• Task prompt: Rewrite all of the material below, replacing every "Reviewer note" with "Annotator note" and changing nothing else. Leave the pictures out of your answer.

Stored dataset items:
----
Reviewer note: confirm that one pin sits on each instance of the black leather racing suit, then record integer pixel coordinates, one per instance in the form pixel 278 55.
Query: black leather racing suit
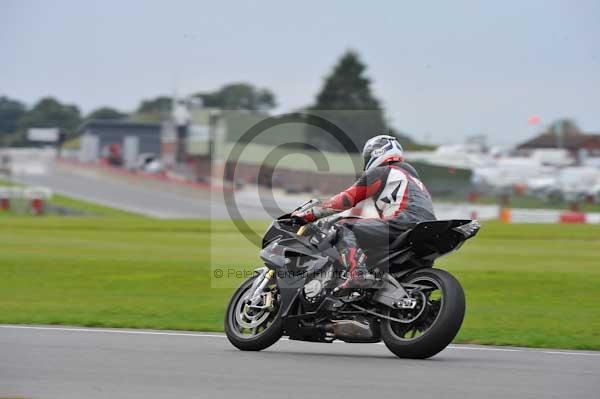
pixel 401 200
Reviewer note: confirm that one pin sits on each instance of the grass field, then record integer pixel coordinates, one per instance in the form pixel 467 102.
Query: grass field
pixel 529 285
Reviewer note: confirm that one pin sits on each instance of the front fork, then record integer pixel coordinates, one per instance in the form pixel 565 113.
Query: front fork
pixel 256 291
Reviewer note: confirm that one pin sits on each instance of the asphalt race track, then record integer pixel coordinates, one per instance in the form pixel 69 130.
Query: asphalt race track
pixel 64 362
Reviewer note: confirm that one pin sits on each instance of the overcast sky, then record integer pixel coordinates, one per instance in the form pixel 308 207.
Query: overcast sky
pixel 443 70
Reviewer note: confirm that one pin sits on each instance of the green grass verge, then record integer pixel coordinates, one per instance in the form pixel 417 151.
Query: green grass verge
pixel 527 285
pixel 79 206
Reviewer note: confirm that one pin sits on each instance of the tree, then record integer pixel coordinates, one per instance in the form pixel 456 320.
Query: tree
pixel 346 100
pixel 106 113
pixel 239 96
pixel 154 110
pixel 10 113
pixel 49 112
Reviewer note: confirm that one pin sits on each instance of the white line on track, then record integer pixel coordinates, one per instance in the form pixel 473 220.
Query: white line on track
pixel 208 335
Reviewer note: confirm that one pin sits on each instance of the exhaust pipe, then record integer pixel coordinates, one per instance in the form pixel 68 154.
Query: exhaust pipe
pixel 350 330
----
• Solution to this task:
Annotator note: confirm that one pin sits on each instance of the black leather racing suit, then record integer pixel coordinates, one per instance in the form pixel 278 55.
Query: black leather racing suit
pixel 401 200
Annotator note: confirm that one pin sits on each instance of the grass field, then record integer pixel coordinates, one per instance in the form pixel 467 102.
Query: grass field
pixel 529 285
Annotator note: confirm that one pin sits on each instance of the front fork, then record integer pixel coordinates, one per instance in the form pixel 565 113.
Query: front fork
pixel 256 291
Annotator note: confirm that one pin sits on each instance of the asphalt race track, then record integer pixel coordinates, one per instance in the form pixel 69 130.
Query: asphalt race track
pixel 64 362
Annotator note: confirm that one pin sits on each instance of the overcast sky, then record integer pixel coordinates, one per instance in the form pixel 308 207.
Query: overcast sky
pixel 443 70
Annotator note: confirm that one pin sits on each instance of the green grass verge, then record integer pixel coordinates, one per instance in the form pixel 417 151.
Query: green grass verge
pixel 527 285
pixel 79 206
Annotator note: confirm that one pin sits on each instance of the tree, then record integer pixel coordinates, one per instance in the form pixel 456 320.
Query: tree
pixel 346 100
pixel 106 113
pixel 239 96
pixel 154 110
pixel 10 113
pixel 49 112
Annotator note: confirm that one pin sits on each instance of the white line on track, then record integer pixel coordinates, one per instance in the form pixel 473 220.
Query: white line on track
pixel 208 335
Annotator note: confirm that one pin sits on each instance of the exhaust pipe, then record integer pixel coordinates, one per instance in the form pixel 68 154.
Query: exhaust pipe
pixel 350 330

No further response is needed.